Job. Swap every "thickest part" in the data below for "widest part", and reproduce the data with everything else left unchanged.

Data extract.
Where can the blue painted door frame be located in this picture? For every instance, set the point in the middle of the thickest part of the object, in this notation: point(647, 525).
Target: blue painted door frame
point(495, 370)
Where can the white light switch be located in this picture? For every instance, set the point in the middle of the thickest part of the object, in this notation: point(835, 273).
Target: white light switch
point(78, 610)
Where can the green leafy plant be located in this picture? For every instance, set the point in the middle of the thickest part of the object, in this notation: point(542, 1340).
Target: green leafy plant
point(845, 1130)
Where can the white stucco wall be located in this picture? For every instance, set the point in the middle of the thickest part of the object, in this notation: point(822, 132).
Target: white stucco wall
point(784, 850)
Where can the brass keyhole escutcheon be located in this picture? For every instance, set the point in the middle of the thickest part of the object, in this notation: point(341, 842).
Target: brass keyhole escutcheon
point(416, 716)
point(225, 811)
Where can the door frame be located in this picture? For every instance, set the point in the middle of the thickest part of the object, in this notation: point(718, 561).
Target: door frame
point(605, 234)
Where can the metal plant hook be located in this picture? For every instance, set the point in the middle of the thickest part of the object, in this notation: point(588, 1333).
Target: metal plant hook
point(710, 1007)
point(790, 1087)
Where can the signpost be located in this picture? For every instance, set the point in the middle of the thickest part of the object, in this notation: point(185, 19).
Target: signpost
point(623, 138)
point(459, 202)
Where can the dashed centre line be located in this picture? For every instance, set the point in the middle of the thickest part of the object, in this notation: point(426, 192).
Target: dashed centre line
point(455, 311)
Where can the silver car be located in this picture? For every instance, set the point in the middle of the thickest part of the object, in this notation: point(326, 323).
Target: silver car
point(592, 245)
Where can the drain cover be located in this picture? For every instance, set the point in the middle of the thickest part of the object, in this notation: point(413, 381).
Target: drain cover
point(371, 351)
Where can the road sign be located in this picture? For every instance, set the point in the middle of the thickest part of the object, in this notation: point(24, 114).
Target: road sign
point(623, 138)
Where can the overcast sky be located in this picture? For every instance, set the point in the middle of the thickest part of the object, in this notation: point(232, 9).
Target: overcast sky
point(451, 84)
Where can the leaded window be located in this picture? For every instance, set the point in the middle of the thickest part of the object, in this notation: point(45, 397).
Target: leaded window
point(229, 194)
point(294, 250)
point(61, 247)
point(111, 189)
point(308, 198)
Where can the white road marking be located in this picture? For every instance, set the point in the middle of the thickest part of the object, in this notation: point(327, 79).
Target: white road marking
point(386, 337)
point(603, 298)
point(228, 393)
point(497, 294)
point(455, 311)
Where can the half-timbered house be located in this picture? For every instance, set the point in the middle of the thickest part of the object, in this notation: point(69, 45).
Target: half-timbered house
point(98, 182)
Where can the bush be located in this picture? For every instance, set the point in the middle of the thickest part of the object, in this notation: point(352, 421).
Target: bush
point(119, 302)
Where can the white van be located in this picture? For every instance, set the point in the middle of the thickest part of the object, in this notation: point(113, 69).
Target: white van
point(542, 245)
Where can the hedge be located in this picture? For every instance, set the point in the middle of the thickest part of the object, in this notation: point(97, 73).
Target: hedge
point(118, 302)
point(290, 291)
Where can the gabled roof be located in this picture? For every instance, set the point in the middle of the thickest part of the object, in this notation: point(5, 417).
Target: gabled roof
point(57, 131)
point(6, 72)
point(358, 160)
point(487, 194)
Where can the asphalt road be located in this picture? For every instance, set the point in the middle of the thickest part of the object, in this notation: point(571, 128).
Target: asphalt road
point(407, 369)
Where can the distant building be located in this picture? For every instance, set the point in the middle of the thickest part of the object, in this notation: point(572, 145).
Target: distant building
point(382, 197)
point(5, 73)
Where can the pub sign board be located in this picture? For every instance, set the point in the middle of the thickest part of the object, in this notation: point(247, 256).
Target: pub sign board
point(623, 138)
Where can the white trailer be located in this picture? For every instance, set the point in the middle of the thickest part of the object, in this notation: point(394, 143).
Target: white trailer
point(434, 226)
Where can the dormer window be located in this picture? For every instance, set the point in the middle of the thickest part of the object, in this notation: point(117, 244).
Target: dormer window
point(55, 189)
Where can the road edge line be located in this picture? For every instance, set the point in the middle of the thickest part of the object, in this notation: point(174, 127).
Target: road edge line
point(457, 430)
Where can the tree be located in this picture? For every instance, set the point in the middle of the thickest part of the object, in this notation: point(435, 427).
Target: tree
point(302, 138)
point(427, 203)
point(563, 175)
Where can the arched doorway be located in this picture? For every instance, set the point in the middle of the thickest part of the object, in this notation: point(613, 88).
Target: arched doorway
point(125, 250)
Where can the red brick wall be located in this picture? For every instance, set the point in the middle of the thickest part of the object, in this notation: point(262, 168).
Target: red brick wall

Result of the exercise.
Where can the blue painted door frame be located in this picture? For every instance, set the point in the middle of the widest part of the object, in this notation: point(647, 525).
Target: blue painted door frame
point(495, 370)
Where can the white light switch be located in this picture? For every instance, set the point in the middle of the widest part of the object, in this notation: point(835, 273).
Target: white light switch
point(78, 610)
Where can the green leafy plant be located in this picture? For every instance, set the point in the middle of the widest part of the object, in this notation: point(542, 1340).
Target: green leafy plant
point(845, 1130)
Where can the white stucco wall be located in this picture? For every instance, set the point in the middle of the widest part of the object, in this notation: point(822, 132).
Target: white stucco wall
point(784, 850)
Where can the brass keyhole escutcheon be located in this picture? For every instance, set the point in the middle of the widest part of the object, in this notation: point(341, 842).
Target: brass keyhole escutcheon
point(416, 716)
point(225, 811)
Where can the door frame be located in this picture? For every instance, set the point in the middle of the widest part of the object, in this notation: point(718, 561).
Target: door frame
point(605, 234)
Where can the metal plant hook be located in this picture? For every instance, set the point in the middle of the widest part of the object, in this notation: point(588, 1333).
Target: metal plant hook
point(710, 1007)
point(790, 1087)
Where can the signpost be located in this picture? For every instance, set the point in the middle of the widest part of the object, in this notation: point(185, 19).
Target: signpost
point(623, 138)
point(459, 202)
Where can the dashed centre line be located in this picture? For every instance, set the point in the middle of the widest part of the object, in this notation: point(426, 192).
Target: dashed centre line
point(455, 311)
Where can the silver car be located in this picture? For every instance, set the point in the middle of the widest part of the object, in this notation: point(326, 323).
Target: silver car
point(592, 245)
Where can the drain cover be located in this picture? For every instance, set the point in the middle of the widest part of the object, in this notation: point(413, 381).
Target: drain cover
point(371, 351)
Where can the road sign be located in this picture? For every instance, set the point in the middle of the widest part of the object, in this notation: point(24, 114).
Target: road sign
point(623, 138)
Where can the overcast sky be located in this picture? For every instance, set the point in the middle of the widest part of the object, in this notation: point(232, 9).
Target: overcast sky
point(451, 84)
Where can the leaded window be located in this picture? For every instance, set the point in the middle of the widest part of the object, in this notation: point(45, 397).
Target: leaded window
point(229, 194)
point(294, 250)
point(61, 247)
point(111, 189)
point(308, 198)
Where can the white road marking be located in this picture? For every instance, set the point in the middle of the widest part of the object, in this notation: point(327, 79).
Target: white road marking
point(386, 337)
point(603, 298)
point(228, 393)
point(497, 294)
point(455, 311)
Where can the half-timbered house be located in this picture? For every instance, set the point in the middle of the widest part of the object, in this notation: point(69, 45).
Target: half-timbered house
point(98, 182)
Where can the bush be located in this picture? For every instance, set the point in the middle of the widest part of the object, in this notation: point(352, 421).
Target: bush
point(119, 302)
Where can the white van be located in this picture? For every instance, set the point in the middle of the widest part of the object, in this notation: point(113, 69).
Target: white van
point(542, 245)
Where can the hedge be located in this picture? For every instance, set the point in the middle of the widest part of the object, in this notation: point(97, 73).
Target: hedge
point(118, 302)
point(290, 291)
Where can the gabled roof be located in this picture? For every instance, set the point in the middle of the widest part of the object, in this notation: point(5, 417).
Target: gabled roof
point(57, 131)
point(6, 72)
point(358, 160)
point(487, 194)
Where can the asphalt road be located in this picture? For every instance, set the point in the middle of the widest part of the object, in this notation: point(571, 128).
Target: asphalt road
point(407, 369)
Where can the distant building be located in this picture? For every instance, set the point in the middle of the widest part of the object, in this notation: point(572, 145).
Target: distant building
point(382, 197)
point(5, 73)
Where can the pub sign board be located in this picture? For every instance, set the point in the middle of the widest part of the object, in this notation: point(247, 256).
Target: pub sign board
point(623, 138)
Where can the white trailer be located in this picture? For every instance, set the point in the middle of the widest part of the object, in this notation: point(394, 143).
Target: white trailer
point(434, 226)
Where can the dormer window be located in this picture? For every instance, set the point in the middle of the widest part of the object, in this notation: point(117, 244).
Target: dormer window
point(55, 189)
Where can the road edge line be located in this picture? For every instance, set the point in the middle of the widest part of the object, in this notation: point(174, 127).
Target: road edge line
point(457, 430)
Where can the tree be located in this picture? For every instance, set the point in the middle of the widest part of the object, in this notation: point(435, 427).
Target: tree
point(302, 138)
point(427, 203)
point(563, 175)
Where can the arched doorway be located in this picture? For every instance, set the point in the middle of the widest part of the object, in this notation: point(613, 88).
Target: arched doorway
point(125, 250)
Where can the red brick wall be located in this picture? For every instance, set the point in the middle of the widest part of the object, in this notation: point(262, 168).
Target: red brick wall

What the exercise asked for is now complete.